**** Предложенный текст ****
Юрист, литературовед, автор и редактор проекта chukfamily.ru.

Мне не пришло бы в голову писать о Самуиле Лурье при его жизни. Вольно перефразируя поэта, пока эта вакансия была занята, присутствие его в литературе отчетливо ощущалось даже тогда, когда не выходили новые книги, и говорило само за себя. Но теперь по заведенному обычаю созданное им передано на суд времени. Не то чтобы я думала, что у Лурье мало шансов его выиграть, думаю я как раз наоборот. Но суд этот известен своей пристрастностью, да и на звание самого гуманного он вряд ли претендует.
**** Исходные данные ****
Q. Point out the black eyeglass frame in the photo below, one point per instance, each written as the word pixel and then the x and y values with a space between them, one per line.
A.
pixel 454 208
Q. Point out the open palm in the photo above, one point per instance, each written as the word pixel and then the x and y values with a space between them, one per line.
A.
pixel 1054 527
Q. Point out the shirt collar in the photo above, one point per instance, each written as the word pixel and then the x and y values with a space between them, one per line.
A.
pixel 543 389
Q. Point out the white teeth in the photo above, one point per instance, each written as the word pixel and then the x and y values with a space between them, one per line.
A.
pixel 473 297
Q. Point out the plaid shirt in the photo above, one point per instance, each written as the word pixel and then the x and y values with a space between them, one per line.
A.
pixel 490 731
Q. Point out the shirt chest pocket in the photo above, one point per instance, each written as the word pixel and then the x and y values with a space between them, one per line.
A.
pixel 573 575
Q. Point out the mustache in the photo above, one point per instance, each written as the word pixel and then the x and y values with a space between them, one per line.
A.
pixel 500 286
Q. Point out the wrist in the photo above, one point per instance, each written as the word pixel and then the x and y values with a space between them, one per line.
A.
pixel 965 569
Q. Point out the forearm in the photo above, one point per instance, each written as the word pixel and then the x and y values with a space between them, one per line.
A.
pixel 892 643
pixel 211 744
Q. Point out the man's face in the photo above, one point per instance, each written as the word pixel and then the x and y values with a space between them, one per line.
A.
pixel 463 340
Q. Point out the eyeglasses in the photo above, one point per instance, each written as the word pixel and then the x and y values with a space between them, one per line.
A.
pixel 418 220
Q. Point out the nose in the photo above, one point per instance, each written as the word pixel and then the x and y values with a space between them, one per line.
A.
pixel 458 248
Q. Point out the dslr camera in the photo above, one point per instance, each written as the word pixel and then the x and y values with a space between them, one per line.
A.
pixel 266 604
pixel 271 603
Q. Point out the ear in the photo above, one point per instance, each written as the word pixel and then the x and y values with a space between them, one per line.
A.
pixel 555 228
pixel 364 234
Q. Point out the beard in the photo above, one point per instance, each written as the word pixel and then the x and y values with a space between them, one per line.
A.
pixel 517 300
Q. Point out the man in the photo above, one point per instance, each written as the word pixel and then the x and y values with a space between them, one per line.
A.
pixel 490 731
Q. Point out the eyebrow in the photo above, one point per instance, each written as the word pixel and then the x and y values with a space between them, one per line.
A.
****
* [Что нужно сделать]: Допишите текст о Самуиле Лурье, продолжив его после последнего предложения. Записи для работы не понадобятся.

* [Ответ к заданию]:
В давней статье, написанной для газеты «Красный милиционер», Корней Чуковский рассказывал такой наивный сюжет:

«Когда итальянский поэт Петрарка приехал в один городок и остановился на ночь в гостинице, хозяин гостиницы был так польщен, так обрадован, что велел вызолотить ту комнату, в которой переночевал знаменитый поэт. <…>

И не думайте, что он был просто чудак; все смотрели на Петрарку точно так же. Рассказывают, что однажды Петрарка проходил по полю битвы. Воины увидели его — и перестали сражаться, приостановили бой, чтобы, не дай Бог, не ранить по ошибке Петрарку. “Пусть Петрарка пройдет, тогда мы и довоюем! — решили они. — Ведь нельзя же рисковать его жизнью. Эта жизнь слишком нужна всему миру”» [1].

Давно прошли те баснословные времена, а может быть их никогда и не было. Наше время не щадит ни поэтов, ни книг, ни памятников древней Пальмиры. Не пощадило бы и Петрарку. Может покуситься и на память о человеке, который скромно рекомендовался — литератор. При его жизни фортуна уделяла ему внимание, несоразмерное его дарованию.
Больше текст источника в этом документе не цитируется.